Segment Start: Text

Marijuana prohibition: It’s a race issue

The Economic Side of Politics

In our political system today, many people and politicians focus on social issues reaching into all corners of our lives. One particular issue, however, has yet to grab the full attention of the mainstream: marijuana prohibition.

The issue of marijuana prohibition is not just marijuana itself, it is an issue of de facto racism and equality in our economy, and it is time we hold our leaders accountable for harming countless innocent individuals.

Dylan Ratigan, a former host of The Dylan Ratigan Show on MSNBC, reported that even though whites and blacks use marijuana at about the same rate, blacks are ten times as likely to be arrested and incarcerated.

“There are more blacks under correctional control today — in prison or jail, on probation or parole — than were enslaved in 1850, a decade before the Civil War began,” Ratigan said.


The U.S. has the highest incarceration ratein the world due to its failing drug policy, with its rate being higher than that of communist China, Russia, and Iran, all nation states who have terrible human rights records.

It is not only those in prison whose lives are being ruined, but taxpayers are also throwing away billions of dollars on prisons. In 2007 alone, $74 billion in taxpayer dollars went to the prison system.

In my opinion, as I wrote in the Eagle back in April, we should legalize marijuana for recreational use and create a legal market in which it can be sold, just the same as alcohol. The benefits are overwhelming, and continued prohibition really doesn’t help anyone in the long run.

Segment End: Text

Task directions => Reproduce the passage from the marijuana prohibition article starting with "The issue of" and going on through "countless innocent individuals.". You won't need the items that follow the article to do this.

Segment Start: Available data

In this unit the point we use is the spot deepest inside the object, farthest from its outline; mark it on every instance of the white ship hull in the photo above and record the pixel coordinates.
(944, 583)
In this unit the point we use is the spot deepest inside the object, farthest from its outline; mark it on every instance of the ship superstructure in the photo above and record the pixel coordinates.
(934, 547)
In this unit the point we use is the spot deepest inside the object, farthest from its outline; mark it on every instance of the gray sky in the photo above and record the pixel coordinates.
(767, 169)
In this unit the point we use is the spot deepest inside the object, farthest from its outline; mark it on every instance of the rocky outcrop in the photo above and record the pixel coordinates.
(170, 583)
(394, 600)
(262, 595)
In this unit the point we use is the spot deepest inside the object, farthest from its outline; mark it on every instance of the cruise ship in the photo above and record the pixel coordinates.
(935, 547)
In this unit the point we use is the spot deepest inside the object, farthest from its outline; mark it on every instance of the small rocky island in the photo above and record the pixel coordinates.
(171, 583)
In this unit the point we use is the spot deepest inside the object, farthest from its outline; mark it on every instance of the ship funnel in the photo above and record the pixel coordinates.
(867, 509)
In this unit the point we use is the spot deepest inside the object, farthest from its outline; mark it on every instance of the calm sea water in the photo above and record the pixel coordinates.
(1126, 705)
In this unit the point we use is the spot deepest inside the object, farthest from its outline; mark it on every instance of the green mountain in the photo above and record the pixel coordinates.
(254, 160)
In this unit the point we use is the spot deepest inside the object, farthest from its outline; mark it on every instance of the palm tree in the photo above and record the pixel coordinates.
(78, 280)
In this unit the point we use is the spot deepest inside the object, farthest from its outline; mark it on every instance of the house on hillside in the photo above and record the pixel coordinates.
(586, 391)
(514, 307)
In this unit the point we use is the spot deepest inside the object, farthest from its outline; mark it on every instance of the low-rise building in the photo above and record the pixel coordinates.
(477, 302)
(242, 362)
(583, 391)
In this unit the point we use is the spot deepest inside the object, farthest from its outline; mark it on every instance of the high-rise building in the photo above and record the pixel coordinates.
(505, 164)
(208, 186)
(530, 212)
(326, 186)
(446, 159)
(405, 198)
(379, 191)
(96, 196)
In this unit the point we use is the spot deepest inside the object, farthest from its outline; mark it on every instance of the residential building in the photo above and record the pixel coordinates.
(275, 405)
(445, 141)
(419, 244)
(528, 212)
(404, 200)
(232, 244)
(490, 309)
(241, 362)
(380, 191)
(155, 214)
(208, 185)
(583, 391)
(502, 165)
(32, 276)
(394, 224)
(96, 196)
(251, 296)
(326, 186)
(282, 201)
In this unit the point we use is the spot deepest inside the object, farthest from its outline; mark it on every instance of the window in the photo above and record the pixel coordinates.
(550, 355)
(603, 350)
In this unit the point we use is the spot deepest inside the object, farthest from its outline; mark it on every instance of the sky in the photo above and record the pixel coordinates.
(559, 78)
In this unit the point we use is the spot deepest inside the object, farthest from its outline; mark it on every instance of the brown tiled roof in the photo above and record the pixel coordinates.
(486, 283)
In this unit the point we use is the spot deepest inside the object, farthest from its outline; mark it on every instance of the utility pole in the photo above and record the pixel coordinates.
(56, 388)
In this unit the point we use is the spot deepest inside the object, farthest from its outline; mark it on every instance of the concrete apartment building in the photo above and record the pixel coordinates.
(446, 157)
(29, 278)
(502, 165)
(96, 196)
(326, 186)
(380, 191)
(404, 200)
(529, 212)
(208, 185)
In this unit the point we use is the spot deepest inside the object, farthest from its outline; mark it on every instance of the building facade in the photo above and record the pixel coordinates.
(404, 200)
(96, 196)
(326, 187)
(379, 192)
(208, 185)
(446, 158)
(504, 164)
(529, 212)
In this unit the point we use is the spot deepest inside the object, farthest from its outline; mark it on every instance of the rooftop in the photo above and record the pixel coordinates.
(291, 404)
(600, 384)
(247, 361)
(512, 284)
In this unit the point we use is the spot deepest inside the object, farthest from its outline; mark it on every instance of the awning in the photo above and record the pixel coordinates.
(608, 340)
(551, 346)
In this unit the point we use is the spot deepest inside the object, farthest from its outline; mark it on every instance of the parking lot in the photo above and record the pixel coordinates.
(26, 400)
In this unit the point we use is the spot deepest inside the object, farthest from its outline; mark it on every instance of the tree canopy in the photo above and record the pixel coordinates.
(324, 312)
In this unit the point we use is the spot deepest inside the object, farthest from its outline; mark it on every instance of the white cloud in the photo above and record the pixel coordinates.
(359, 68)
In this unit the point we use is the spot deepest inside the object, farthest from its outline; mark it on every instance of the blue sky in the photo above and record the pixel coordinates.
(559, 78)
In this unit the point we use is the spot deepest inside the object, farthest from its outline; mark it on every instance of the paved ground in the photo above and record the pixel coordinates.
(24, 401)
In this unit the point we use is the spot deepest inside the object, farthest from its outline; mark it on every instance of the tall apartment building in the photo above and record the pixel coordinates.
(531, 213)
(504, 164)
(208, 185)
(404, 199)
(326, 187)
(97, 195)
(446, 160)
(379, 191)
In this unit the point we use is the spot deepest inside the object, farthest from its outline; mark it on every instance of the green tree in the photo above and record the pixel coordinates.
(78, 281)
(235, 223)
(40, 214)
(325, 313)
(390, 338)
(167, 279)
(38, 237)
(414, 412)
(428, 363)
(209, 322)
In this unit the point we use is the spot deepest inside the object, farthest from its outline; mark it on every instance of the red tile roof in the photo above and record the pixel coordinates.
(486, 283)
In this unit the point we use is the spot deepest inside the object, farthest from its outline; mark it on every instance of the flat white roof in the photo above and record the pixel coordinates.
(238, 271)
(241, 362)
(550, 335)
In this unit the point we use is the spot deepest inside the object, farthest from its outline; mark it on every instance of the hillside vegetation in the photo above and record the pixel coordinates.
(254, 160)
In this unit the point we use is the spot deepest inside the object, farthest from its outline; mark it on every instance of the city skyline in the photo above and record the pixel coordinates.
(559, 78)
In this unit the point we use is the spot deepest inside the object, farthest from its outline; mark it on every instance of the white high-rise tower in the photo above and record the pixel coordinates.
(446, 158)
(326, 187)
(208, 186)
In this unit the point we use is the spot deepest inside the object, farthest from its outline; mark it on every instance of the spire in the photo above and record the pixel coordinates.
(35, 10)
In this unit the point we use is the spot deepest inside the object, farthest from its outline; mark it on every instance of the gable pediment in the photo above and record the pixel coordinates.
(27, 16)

Segment End: Available data

Result of this task =>
The issue of marijuana prohibition is not just marijuana itself, it is an issue of de facto racism and equality in our economy, and it is time we hold our leaders accountable for harming countless innocent individuals.